* [What is expected]:
Output every line below without omitting or altering anything.

* [Data provided]:
>> Begin
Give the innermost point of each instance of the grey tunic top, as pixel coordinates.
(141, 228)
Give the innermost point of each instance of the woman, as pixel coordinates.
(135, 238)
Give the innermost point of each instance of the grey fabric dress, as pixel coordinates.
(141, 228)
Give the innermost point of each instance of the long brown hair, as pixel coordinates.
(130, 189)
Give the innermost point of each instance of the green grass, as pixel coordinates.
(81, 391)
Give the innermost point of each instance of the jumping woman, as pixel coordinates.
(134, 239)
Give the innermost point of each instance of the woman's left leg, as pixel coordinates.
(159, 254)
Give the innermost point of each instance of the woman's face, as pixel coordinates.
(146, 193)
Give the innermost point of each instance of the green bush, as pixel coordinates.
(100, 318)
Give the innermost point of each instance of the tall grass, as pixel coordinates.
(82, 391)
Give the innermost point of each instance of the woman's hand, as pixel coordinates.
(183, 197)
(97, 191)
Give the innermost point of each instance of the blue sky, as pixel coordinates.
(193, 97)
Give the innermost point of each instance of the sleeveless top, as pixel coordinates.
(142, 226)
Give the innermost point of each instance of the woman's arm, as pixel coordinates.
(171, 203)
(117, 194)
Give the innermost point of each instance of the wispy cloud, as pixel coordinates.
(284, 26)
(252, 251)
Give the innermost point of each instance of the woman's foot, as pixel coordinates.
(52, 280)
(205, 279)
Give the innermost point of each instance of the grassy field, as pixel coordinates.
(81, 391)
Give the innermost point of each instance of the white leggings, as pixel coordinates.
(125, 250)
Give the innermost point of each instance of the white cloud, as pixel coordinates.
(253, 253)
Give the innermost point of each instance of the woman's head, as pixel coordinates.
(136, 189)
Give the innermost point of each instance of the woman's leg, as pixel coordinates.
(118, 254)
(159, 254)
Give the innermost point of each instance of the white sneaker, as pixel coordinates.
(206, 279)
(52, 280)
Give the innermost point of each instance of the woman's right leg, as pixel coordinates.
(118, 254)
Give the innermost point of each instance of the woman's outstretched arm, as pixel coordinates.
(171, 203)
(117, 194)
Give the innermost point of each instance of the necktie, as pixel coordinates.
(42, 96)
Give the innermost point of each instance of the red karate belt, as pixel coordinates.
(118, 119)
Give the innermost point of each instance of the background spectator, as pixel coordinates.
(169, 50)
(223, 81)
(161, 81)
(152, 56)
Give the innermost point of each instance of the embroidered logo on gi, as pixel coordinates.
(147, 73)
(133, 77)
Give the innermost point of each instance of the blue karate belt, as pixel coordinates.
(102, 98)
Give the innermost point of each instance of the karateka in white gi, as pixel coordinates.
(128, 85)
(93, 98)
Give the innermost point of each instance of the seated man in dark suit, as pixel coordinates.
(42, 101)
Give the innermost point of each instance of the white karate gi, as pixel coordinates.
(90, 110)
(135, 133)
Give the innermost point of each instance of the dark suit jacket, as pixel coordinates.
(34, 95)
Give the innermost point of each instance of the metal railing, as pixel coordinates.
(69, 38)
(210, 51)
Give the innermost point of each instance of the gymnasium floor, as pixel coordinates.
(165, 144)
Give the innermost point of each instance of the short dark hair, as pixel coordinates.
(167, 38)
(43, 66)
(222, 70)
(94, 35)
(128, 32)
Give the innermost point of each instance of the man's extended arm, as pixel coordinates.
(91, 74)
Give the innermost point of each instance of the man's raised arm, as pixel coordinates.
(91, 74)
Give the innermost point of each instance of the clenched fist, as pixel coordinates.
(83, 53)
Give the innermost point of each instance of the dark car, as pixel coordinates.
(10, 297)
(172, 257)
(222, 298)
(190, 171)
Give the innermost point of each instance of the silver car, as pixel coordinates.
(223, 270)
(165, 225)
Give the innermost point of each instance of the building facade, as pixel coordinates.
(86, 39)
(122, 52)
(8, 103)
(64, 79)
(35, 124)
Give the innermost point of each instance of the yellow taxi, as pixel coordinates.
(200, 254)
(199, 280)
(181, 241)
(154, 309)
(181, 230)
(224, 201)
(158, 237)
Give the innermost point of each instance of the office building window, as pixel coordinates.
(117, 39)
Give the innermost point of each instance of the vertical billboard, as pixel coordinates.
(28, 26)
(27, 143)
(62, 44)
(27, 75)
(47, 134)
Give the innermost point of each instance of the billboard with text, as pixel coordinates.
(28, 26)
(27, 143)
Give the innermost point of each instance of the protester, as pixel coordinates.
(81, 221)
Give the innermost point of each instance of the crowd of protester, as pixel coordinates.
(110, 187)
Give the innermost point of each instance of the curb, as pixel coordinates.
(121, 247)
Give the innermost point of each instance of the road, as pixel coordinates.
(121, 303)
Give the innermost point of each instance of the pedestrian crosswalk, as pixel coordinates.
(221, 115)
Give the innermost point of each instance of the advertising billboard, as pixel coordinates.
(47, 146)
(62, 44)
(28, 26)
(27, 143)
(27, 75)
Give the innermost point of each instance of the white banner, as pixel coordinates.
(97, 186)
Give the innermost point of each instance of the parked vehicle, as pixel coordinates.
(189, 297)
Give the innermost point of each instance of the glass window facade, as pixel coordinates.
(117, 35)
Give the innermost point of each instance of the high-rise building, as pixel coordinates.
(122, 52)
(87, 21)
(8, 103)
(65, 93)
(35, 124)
>> End
* [Written answer]:
Give the innermost point of each instance of the grey tunic top, as pixel coordinates.
(141, 228)
Give the innermost point of each instance of the woman, as pixel coordinates.
(135, 238)
Give the innermost point of each instance of the grey fabric dress, as pixel coordinates.
(141, 228)
Give the innermost point of each instance of the long brown hair, as pixel coordinates.
(130, 189)
Give the innermost point of each instance of the green grass, as pixel coordinates.
(81, 391)
Give the innermost point of each instance of the jumping woman, as pixel coordinates.
(134, 239)
Give the innermost point of each instance of the woman's left leg, as pixel coordinates.
(159, 254)
Give the innermost point of each instance of the woman's face, as pixel coordinates.
(146, 193)
Give the innermost point of each instance of the green bush, as pixel coordinates.
(100, 318)
Give the innermost point of each instance of the tall grass, as pixel coordinates.
(82, 391)
Give the innermost point of each instance of the woman's hand, as pixel coordinates.
(183, 197)
(97, 191)
Give the innermost point of each instance of the blue sky, as pixel coordinates.
(193, 97)
Give the innermost point of each instance of the sleeveless top, as pixel coordinates.
(142, 226)
Give the innermost point of each instance of the woman's arm, as pixel coordinates.
(171, 203)
(117, 194)
Give the innermost point of each instance of the wispy cloud, as pixel coordinates.
(284, 26)
(252, 251)
Give the innermost point of each instance of the woman's foot, as pixel coordinates.
(52, 280)
(205, 279)
Give the innermost point of each instance of the grassy field, as pixel coordinates.
(81, 391)
Give the innermost point of each instance of the white leggings, as pixel coordinates.
(125, 250)
Give the innermost point of each instance of the white cloud, as pixel coordinates.
(253, 253)
Give the innermost point of each instance of the woman's head, as pixel coordinates.
(136, 189)
Give the innermost point of each instance of the woman's leg, as pixel coordinates.
(118, 254)
(159, 254)
Give the innermost point of each instance of the white sneaker, as pixel coordinates.
(206, 279)
(52, 280)
Give the innermost point of each instance of the woman's right leg, as pixel coordinates.
(118, 254)
Give the innermost point of each instance of the woman's outstretched arm, as pixel coordinates.
(171, 203)
(117, 194)
Give the innermost point of each instance of the necktie, as pixel coordinates.
(42, 96)
Give the innermost point of each instance of the red karate belt, as pixel coordinates.
(118, 119)
Give the innermost point of each instance of the background spectator, as pixel coordinates.
(169, 50)
(223, 81)
(161, 81)
(152, 56)
Give the innermost point of each instance of the embroidered logo on gi, as pixel coordinates.
(147, 73)
(133, 77)
Give the innermost point of each instance of the blue karate belt, as pixel coordinates.
(102, 98)
Give the innermost point of each instance of the karateka in white gi, as pixel coordinates.
(128, 85)
(93, 98)
Give the innermost point of each instance of the seated man in dark suit, as pixel coordinates.
(42, 101)
Give the innermost point of each instance of the white karate gi, as pixel coordinates.
(90, 110)
(135, 133)
Give the innermost point of each instance of the dark suit jacket, as pixel coordinates.
(34, 95)
Give the innermost point of each instance of the metal railing, as pixel coordinates.
(69, 38)
(210, 51)
Give the innermost point of each instance of the gymnasium floor, as pixel coordinates.
(165, 144)
Give the innermost point of each instance of the short dark hair, as pixel coordinates.
(167, 38)
(43, 66)
(222, 70)
(94, 35)
(128, 32)
Give the innermost point of each instance of the man's extended arm, as pixel coordinates.
(91, 74)
Give the innermost point of each instance of the man's raised arm, as pixel coordinates.
(91, 74)
Give the innermost point of each instance of the clenched fist, as pixel coordinates.
(83, 53)
Give the innermost point of each instance of the dark car, as pixel coordinates.
(10, 297)
(172, 257)
(222, 298)
(190, 171)
Give the innermost point of each instance of the silver car, as pixel coordinates.
(223, 270)
(165, 225)
Give the innermost point of each instance of the building facade, as pixel coordinates.
(86, 39)
(122, 52)
(8, 103)
(64, 79)
(35, 124)
Give the innermost point of each instance of the yellow taxi, as pixel coordinates.
(200, 254)
(199, 280)
(181, 241)
(154, 309)
(181, 230)
(224, 201)
(158, 237)
Give the innermost point of each instance of the office building window, as pixel coordinates.
(117, 39)
Give the innermost point of each instance of the vertical billboard, as pixel coordinates.
(28, 26)
(27, 143)
(62, 44)
(27, 75)
(47, 134)
Give the innermost point of each instance of the billboard with text, as pixel coordinates.
(28, 26)
(27, 143)
Give the innermost point of each instance of the protester, as pixel coordinates.
(81, 221)
Give the innermost point of each instance of the crowd of protester, as pixel coordinates.
(110, 187)
Give the innermost point of each instance of the curb, as pixel coordinates.
(121, 247)
Give the innermost point of each instance of the road, as pixel coordinates.
(121, 303)
Give the innermost point of each instance of the pedestrian crosswalk, as pixel coordinates.
(221, 115)
Give the innermost point of each instance of the advertising billboard, as pixel coordinates.
(47, 146)
(62, 44)
(28, 26)
(27, 143)
(27, 75)
Give the innermost point of each instance of the white banner, as pixel coordinates.
(97, 186)
Give the innermost point of each instance of the parked vehicle, as pixel coordinates.
(189, 297)
Give the innermost point of each instance of the glass window facade, as pixel coordinates.
(117, 35)
Give the innermost point of each instance of the high-rise building, as pixel coordinates.
(122, 52)
(87, 21)
(8, 103)
(65, 93)
(35, 124)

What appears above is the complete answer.